━━ EXCERPT PROVIDED ━━
Positron Emisson Tomography (PET)
A technique that allows biochemical and functional studies of human tumors in vivo. A specific PET tracer is available for the visualization of neuroendocrine gastrointestinal tumors, the serotonin precursor 5-HTP, and PET investigations with this tracer is currently the most sensitive method for detecting small tumors in the thorax and abdomen. Thus, PET can detect small ACTH-producing tumors, small insulinomas and gastrinomas that are difficult to detect with conventional imaging techniques.
Prednisone
Belongs to the family of drugs called steroids and is used to treat several types of cancer and other disorders. Prednisone also inhibits the body's immune response.
Primary tumor
The original cancer site. For example, breast cancer that has spread to the bone is still called breast cancer.
━━━
━━ EXERCISE DATA ━━
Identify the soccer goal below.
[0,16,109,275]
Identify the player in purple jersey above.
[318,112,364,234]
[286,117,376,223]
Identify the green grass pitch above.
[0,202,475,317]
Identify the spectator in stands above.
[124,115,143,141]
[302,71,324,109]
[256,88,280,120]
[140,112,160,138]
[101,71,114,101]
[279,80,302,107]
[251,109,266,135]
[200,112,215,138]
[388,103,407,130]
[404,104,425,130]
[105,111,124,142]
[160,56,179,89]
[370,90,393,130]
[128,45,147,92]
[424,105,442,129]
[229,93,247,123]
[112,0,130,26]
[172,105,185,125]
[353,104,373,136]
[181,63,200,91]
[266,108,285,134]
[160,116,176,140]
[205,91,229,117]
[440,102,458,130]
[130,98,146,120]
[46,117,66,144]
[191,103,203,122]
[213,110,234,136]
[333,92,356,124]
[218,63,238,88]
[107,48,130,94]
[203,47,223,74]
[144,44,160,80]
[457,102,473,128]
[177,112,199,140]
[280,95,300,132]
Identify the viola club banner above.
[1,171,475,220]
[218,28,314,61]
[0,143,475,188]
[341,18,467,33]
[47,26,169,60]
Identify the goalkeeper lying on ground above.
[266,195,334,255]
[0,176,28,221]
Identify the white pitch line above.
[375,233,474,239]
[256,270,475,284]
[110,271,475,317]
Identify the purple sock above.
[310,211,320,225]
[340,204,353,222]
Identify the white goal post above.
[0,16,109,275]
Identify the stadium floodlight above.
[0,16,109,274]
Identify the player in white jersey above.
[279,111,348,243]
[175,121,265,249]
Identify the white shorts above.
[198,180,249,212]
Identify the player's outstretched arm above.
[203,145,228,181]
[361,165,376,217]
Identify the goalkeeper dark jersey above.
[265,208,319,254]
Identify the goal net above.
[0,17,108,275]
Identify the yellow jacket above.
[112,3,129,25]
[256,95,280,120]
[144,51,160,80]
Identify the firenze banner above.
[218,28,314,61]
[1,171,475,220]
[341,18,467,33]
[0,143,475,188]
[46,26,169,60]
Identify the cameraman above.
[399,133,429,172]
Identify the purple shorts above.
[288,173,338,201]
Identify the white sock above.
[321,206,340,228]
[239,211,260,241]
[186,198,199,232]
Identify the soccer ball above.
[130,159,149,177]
━━━
PROBLEMS AND TASKS
- A) According to the cancer glossary, which PET tracer is available for visualizing neuroendocrine gastrointestinal tumors?
- B) Continue the cancer glossary with the next few entries after its definition of a primary tumor.

ANSWERS BY ITEM
- A) The serotonin precursor 5-HTP.

- B)
Progesterone
One of the female hormones produced by the ovaries.
Progesterone-receptor assay
A test that determines if breast cancer is stimulated by the hormone progesterone.
Prognosis
The projected outcome of a disease; the life expectancy.
Proliferation index (Ki-67 / MIB 1)
A measure of the number of cells in a tumor that are dividing (proliferating). May be used to give a more complete understanding of how fast a tumor is growing. Example; Ki-67 also known as MIB1. The proliferative activity of tumors can be evaluated using MIB1 antibody to detect Ki-67 nuclear antigen, which is associated with cell proliferation.
Protocol
A treatment plan.
PSA (Prostate-specific antigen)
A marker used to determine prostate disease; it may be benign or malignant.
Pulmonary
Relating to the lungs.
Pump – infusion pump
A small portable device that infuses measured amounts of fluids or medication into the body over a period of time. See Sandostatin S.C.